GOAL OF THE EXERCISE:
Copy the listing below word for word, line by line.

(Detection examples)
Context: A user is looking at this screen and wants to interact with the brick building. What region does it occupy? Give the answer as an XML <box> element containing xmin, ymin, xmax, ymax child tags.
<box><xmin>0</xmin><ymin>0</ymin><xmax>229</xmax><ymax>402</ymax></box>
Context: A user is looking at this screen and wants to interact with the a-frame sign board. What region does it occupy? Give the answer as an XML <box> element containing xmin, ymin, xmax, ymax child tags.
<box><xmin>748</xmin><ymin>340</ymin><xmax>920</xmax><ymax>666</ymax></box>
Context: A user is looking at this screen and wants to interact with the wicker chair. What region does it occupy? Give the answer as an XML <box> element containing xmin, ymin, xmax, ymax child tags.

WORKED ANSWER:
Context: A user is looking at this screen and wants to interact with the brick building. What region does it occupy? Give the answer as an XML <box> element containing xmin, ymin, xmax, ymax child tags.
<box><xmin>0</xmin><ymin>0</ymin><xmax>229</xmax><ymax>402</ymax></box>
Context: A user is looking at this screen and wants to interact with the a-frame sign board. What region does it occupy? Give the answer as an XML <box> element containing xmin, ymin, xmax, ymax child tags.
<box><xmin>748</xmin><ymin>340</ymin><xmax>920</xmax><ymax>666</ymax></box>
Context: A user is looking at this screen and wants to interact with the wicker chair. What region does it occupy? Give the answer as an XML <box> element containing xmin, ymin, xmax, ymax child tags.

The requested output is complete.